**Excerpt provided**:
The first narrow form of statefulness we saw was when we wrote programs that included random behavior, usually using Python’s random standard library:

import random

print(random.choice(("A", "B")))

Contrast this program with the “Hello World” program. When you run these two programs, are you certain about the outcome of one but uncertain about the other?

What makes us certain about the outcome of print, but uncertain about the outcome of random.choice? The answer is that the former was stateless, but this one is stateful (more on why in a bit). First let’s clarify something else: we could be uncertain about the random program because its behavior depends on something that we do not control: how random actually works. We can represent this dependency as an arrow (or edge) in a graph and say that the behavior of random_choice.py has a dependency on something inside of random:

graph TB
    hello.py

    random --> random_choice.py

Now let’s get more precise: Python’s random library is not actually random—its documentation is titled “Generate pseudo-random numbers”. The exact nature of random versus pseudo-random in computing is a story for another time, so for now we will elide the details and focus on this concept: Python has a pseudo-random number generator (PRNG) that produces numbers which are good enough to be used as if they were random.¹ A PRNG is based on a seed value determining how the PRNG generates new numbers. Given a particular seed, behavior is deterministic.

import random

random.seed(54321)

print(random.choice(("A", "B")))

**Record excerpts**:
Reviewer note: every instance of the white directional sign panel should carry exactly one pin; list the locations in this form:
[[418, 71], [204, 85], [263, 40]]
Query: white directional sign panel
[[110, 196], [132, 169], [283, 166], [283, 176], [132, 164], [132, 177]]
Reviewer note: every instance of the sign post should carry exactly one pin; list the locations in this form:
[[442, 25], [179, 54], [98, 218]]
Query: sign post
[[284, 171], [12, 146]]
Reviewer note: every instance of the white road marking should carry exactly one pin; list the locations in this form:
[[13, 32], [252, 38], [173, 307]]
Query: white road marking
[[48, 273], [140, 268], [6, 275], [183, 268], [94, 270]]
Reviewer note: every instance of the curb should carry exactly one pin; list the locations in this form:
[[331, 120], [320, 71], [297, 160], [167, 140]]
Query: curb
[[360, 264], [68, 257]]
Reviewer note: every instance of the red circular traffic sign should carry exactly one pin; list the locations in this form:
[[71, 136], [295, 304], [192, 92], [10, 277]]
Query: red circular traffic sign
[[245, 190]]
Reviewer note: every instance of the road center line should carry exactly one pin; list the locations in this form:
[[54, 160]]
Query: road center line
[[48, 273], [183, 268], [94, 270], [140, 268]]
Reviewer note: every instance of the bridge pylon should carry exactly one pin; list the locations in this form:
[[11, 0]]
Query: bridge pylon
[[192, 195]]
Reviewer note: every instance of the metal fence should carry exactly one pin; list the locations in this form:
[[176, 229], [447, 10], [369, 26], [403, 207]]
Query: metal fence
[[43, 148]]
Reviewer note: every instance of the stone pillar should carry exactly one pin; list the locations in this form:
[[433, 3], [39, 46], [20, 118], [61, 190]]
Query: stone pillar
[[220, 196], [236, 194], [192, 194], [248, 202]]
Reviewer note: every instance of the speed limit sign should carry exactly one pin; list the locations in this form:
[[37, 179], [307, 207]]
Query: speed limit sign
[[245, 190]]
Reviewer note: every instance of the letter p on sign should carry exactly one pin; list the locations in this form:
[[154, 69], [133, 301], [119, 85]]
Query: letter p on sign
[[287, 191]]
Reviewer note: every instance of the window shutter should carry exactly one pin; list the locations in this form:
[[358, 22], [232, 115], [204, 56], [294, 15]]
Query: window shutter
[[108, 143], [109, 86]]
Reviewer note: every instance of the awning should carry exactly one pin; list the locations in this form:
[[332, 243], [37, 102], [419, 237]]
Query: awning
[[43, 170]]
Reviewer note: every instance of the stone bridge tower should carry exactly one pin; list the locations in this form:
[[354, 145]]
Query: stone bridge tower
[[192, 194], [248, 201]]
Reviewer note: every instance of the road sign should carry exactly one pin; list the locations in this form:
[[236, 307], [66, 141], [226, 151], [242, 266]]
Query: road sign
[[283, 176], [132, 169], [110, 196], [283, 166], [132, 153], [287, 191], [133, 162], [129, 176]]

**Exercise requirements**:
(1) List every function called in the code snippets of the passage on randomness and statefulness.
(2) Update the passage on randomness and statefulness from "Contrast this program" to "about the other?", changing "Contrast" to "Compare".
(3) According to the passage on randomness and statefulness, why could we be uncertain about the outcome of the random program?
The rows are separate material and have no connection to the passage on randomness and statefulness.

**Answers to the tasks**:
(1) print, random.choice, random.seed

(2)
Compare this program with the “Hello World” program. When you run these two programs, are you certain about the outcome of one but uncertain about the other?

(3) Its behavior depends on something we do not control: how random actually works.